ARBEITSANWEISUNGEN ▸
**1.** Beantworte die folgenden Fragen zum Text über Haferbrei, jede Antwort in einer eigenen Zeile und genauso markiert:
(a) In welchem Monat wurde der Porridge in England an einem eiskalten Tag serviert?
(b) Was lässt den Porridge laut Text leicht nussig schmecken?
(c) Als welche Varianten feiert die gesunde Variante jetzt ihr Comeback?
**2.** Führe den Text über Haferbrei im gleichen Ton fort, beginnend nach seinem letzten Satz.

TEXTAUSZUG ▸
══════════

HAFERBREI
Die Übersetzung von Porridge ist Haferschleim, und das klingt fürchterlich nach Krankheit und Rollkur bei Magengeschwüren. Freiwillig will man das nicht essen, und das tat ich auch lange nicht, bis ich in England an einem zugigen, verregneten, eiskalten Tag im Juni einen Porridge serviert bekam. Diese Mahlzeit war so tröstlich und wirkte für lange Zeit wunderbar vor, so als hätte ich ein kleines, süßes Heizkissen verschluckt. Prompt wurde ich ein Fan. Ich lernte, dass man auf gar keinen Fall die Prise Salz vergessen darf, die den Porridge leicht nussig schmecken lässt, dass man ihn unbedingt mit ein wenig Milch kochen muss, denn nur in der Verbindung mit Protein entfaltet er seine ganze unglaubliche gesunde Power.
Das wird inzwischen auch wieder angezweifelt, wie eigentlich immer bei als besonders gesund erachteten Gerichten, es könnte aber auch daran liegen, dass Porridge besonders gut mit Sahne, zerlassener Butter und einem Haufen Zucker schmeckt.
Die garantiert gesunde Variante feiert aber jetzt als Jamie-Oliver- oder Thermomix-Variante ihr Comeback. Total vegan mit Mandel-, Hafer-, Kokos-, Sojamilch und Hunderten von aufgepimpten Rezepten im Netz, die mit einem Mal höchst kompliziert klingen. So einfach, wie es ist, darf nix sein, denn dann würde es ja jeder machen. Wenn alle hip sind, ist es nicht mehr hip. Porridge ist jetzt also Lifestyle, und falls man ihn nicht selbst herstellen kann oder will, gibt es ihn auch in tausend Geschmacksrichtungen fix und fertig zu kaufen – natürlich zu gepfefferten Preisen.

══════════

BEREITGESTELLTE DATEN ▸

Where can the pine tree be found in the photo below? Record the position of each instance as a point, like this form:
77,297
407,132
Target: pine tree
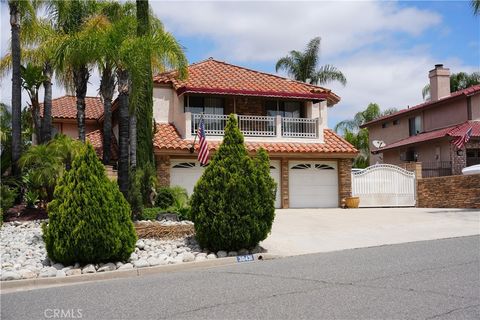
231,205
89,219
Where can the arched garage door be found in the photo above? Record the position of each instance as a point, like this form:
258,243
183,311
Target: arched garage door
313,184
186,172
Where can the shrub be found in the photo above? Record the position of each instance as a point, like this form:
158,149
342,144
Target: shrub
89,219
232,205
165,198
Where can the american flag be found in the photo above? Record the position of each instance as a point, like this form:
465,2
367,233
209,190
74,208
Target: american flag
203,151
461,141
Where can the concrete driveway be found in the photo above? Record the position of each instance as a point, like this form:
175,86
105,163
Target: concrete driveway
302,231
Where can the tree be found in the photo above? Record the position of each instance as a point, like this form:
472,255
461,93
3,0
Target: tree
302,66
89,219
359,137
233,202
458,81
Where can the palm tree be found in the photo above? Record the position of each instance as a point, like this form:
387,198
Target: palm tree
302,66
458,81
359,137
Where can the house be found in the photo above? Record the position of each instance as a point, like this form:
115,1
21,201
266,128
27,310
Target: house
64,120
424,133
309,162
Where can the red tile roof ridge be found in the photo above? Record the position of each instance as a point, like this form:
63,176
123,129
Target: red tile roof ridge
467,91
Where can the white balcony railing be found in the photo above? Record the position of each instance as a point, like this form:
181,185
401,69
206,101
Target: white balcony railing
299,127
258,126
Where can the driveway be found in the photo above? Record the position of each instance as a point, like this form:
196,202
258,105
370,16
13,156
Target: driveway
302,231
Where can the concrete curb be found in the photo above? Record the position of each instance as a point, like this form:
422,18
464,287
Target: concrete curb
38,283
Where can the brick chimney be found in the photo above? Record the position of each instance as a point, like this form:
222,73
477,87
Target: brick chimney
439,82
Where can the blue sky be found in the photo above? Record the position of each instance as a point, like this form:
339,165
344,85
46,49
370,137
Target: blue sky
385,48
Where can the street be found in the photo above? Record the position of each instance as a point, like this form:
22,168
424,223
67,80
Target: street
436,279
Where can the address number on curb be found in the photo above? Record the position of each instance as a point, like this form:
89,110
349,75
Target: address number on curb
246,258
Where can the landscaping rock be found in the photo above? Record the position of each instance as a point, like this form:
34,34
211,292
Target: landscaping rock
89,268
73,272
126,266
188,257
141,263
107,267
10,275
221,254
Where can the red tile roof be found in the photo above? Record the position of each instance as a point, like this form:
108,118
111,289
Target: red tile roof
452,131
465,92
212,76
66,108
167,138
96,139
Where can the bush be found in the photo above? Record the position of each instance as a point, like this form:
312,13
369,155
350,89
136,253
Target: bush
165,198
89,219
233,203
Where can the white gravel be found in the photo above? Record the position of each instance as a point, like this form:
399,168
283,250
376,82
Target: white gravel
23,253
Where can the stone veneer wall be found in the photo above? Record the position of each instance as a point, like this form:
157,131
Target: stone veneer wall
449,192
344,178
163,170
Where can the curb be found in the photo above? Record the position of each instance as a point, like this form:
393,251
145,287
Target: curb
38,283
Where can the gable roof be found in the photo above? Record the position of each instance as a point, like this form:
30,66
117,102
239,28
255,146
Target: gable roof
66,108
452,131
465,92
217,77
167,138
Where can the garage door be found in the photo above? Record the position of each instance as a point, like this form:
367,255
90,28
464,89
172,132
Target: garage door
313,184
185,173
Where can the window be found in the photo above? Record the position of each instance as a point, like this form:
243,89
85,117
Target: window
287,109
207,105
415,125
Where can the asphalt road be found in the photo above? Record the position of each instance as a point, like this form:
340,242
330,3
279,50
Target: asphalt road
437,279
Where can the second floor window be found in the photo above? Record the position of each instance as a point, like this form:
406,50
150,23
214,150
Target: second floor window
207,105
287,109
415,125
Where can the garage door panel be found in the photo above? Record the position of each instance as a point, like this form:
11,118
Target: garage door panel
313,184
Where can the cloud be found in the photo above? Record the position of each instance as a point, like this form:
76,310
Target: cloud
263,31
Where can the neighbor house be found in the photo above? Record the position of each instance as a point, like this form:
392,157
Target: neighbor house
424,133
309,162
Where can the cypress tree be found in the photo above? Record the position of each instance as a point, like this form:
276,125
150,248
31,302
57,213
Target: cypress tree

══════════

ANTWORTEN ZU AUFGABEN ▸
**1.**
(a) Im Juni.
(b) Eine Prise Salz.
(c) Als Jamie-Oliver- oder Thermomix-Variante.

**2.**
Es gibt eine Familiengeschichte aus der Zeit, als Porridge noch nicht hip war und die Kinder jeden Tag gesunden Haferschleim essen mussten, ganz ohne Chiasamen, Beberitzen oder kalifornische Mandeln. Noch nicht einmal Zucker gab es dazu, und er schmeckte einfach so furchtbar, dass mein Vater und sein Vetter sich so oft wie möglich mit ihren Haferschleimschüsseln ins Wohnzimmer davonschlichen, dort den Deckel vom Klavier aufklappten und den Haferschleim hineinschütteten. Das merkte erstaunlich lange niemand, weil anscheinend wenig Klavier gespielt wurde. Aber dann kam Weihnachten und eine klavierspielende Tante zu Besuch. Sie bestand auf Weihnachtsliedern, freudig setzte sie sich ans Klavier und schlug die
Tasten an – aber kein einziger Ton erklang. Es wurde hin- und hergerätselt, schließlich der Klavierdeckel aufgeklappt. Man staunte. Im Klavier befand sich bis kurz unter dem Rand eine seltsame hellgraue Betonmasse. Als Kinder haben wir diese Geschichte heiß geliebt, sie wurde so oft erzählt, dass ich sie hier wahrscheinlich wild ausgeschmückt wiedergegeben habe. Vielleicht war mein Vater in seinem jungen Herzen ein Schotte. Die Schotten haben den Porridge erfunden. Früher kochte man, weil Brennholz teuer und rar war, am Montag eine riesige Portion Porridge, schüttete ihn in eine leere Schublade, wo er alsbald steinhart wurde, so dass man sich die ganze Woche über immer wieder ein Stückchen abschneiden konnte. Na, wie wär’s?